[Problem to solve] Repeat exactly, and only, the lines from the line containing "Target: stacked pillow" through the last line of the records below, including both.

*** Opening of Study material ***

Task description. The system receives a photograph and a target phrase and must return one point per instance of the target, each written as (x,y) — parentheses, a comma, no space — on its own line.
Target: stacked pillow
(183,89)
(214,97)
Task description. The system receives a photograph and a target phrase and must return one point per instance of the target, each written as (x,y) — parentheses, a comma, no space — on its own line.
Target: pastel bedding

*** Close of Study material ***

[Answer box]
Target: stacked pillow
(183,89)
(214,97)
Task description. The system receives a photograph and a target phrase and must return one point per instance of the target, each written as (x,y) — parentheses, a comma, no space — on its own line.
Target: pastel bedding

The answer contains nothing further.